__Exercise__
Before the rows, extract the passage of the Rio Treaty text from "1947 collective defense" to "it in 1982.", copying it word for word.

__Text__
Rio Treaty
(in other official languages)
| Spanish | Tratado Interamericano de Asistencia Recíproca |
| French | Traité interaméricain d'assistance réciproque |
| Portuguese | Tratado Interamericano de Assistência Recíproca |
- Member states in green with Venezuela in light green.
- Signed: 2 September 1947
- Location: Rio de Janeiro
- Effective: 3 December 1948
- Condition: Ratification by two-thirds of the signatory states
- Signatories: 23
- Parties: 18
- Depositary: Pan American Union
- Languages: English, French, Portuguese, and Spanish

= Inter-American Treaty of Reciprocal Assistance =

1947 collective defense treaty

The Inter-American Treaty of Reciprocal Assistance (commonly known as the Rio Treaty, the Rio Pact, the Treaty of Reciprocal Assistance, or by the Spanish-language acronym TIAR from Tratado Interamericano de Asistencia Recíproca) is an intergovernmental collective security agreement signed in 1947 in Rio de Janeiro, Brazil, at a meeting of the American states.

The central principle contained in its articles is that an attack against one is to be considered an attack against them all; this was known as the "hemispheric defense" doctrine. Despite this, several members have breached the treaty on multiple occasions.

The treaty was initially created in 1947 and came into force in 1948, in accordance with Article 22 of the treaty. The Bahamas was the most recent country to sign and ratify it in 1982.

==Background==
The United States maintained a hemispheric defense policy relative to European influence under the Monroe Doctrine from 1823 onward, and became increasingly interventionist following the 1904 promulgation of the Roosevelt Corollary. During the 1930s the United States had been alarmed by Axis overtures suggesting military cooperation with Latin American governments; apparent strategic threats against the Panama Canal were of particular concern. These were discussed in a series of meetings of the International Conference of American States and at the 1936 Inter-American Conference for the Maintenance of Peace. During World War II, the American government had been able to secure support for the Allies from all individual governments in the Americas except Uruguay (which remained neutral until 22 February 1945) and Argentina (which had difficult relations with the Allied powers from 1944 to 1945 but declared war on the Axis on 27 March 1945). Some countries had signed the Declaration by United Nations in early 1942 and more had signed by the end of 1945.

__Extracted entries__
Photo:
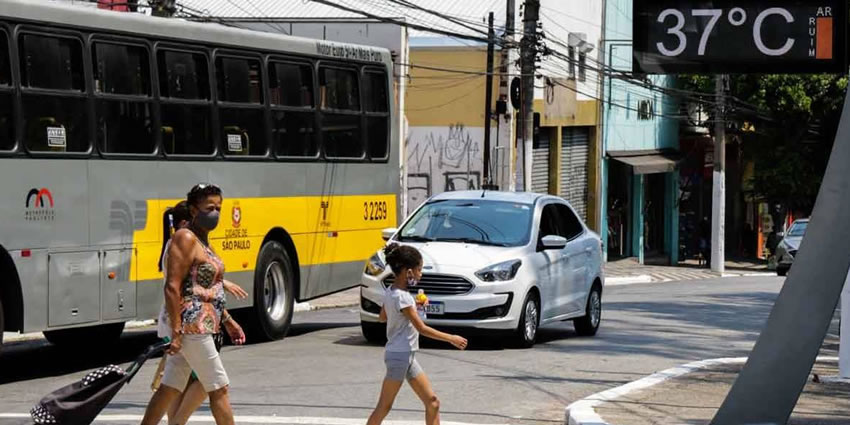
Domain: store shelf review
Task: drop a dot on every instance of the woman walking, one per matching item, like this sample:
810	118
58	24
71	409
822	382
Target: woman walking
176	218
194	301
403	328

__Correct answer__
1947 collective defense treaty

The Inter-American Treaty of Reciprocal Assistance (commonly known as the Rio Treaty, the Rio Pact, the Treaty of Reciprocal Assistance, or by the Spanish-language acronym TIAR from Tratado Interamericano de Asistencia Recíproca) is an intergovernmental collective security agreement signed in 1947 in Rio de Janeiro, Brazil, at a meeting of the American states.

The central principle contained in its articles is that an attack against one is to be considered an attack against them all; this was known as the "hemispheric defense" doctrine. Despite this, several members have breached the treaty on multiple occasions.

The treaty was initially created in 1947 and came into force in 1948, in accordance with Article 22 of the treaty. The Bahamas was the most recent country to sign and ratify it in 1982.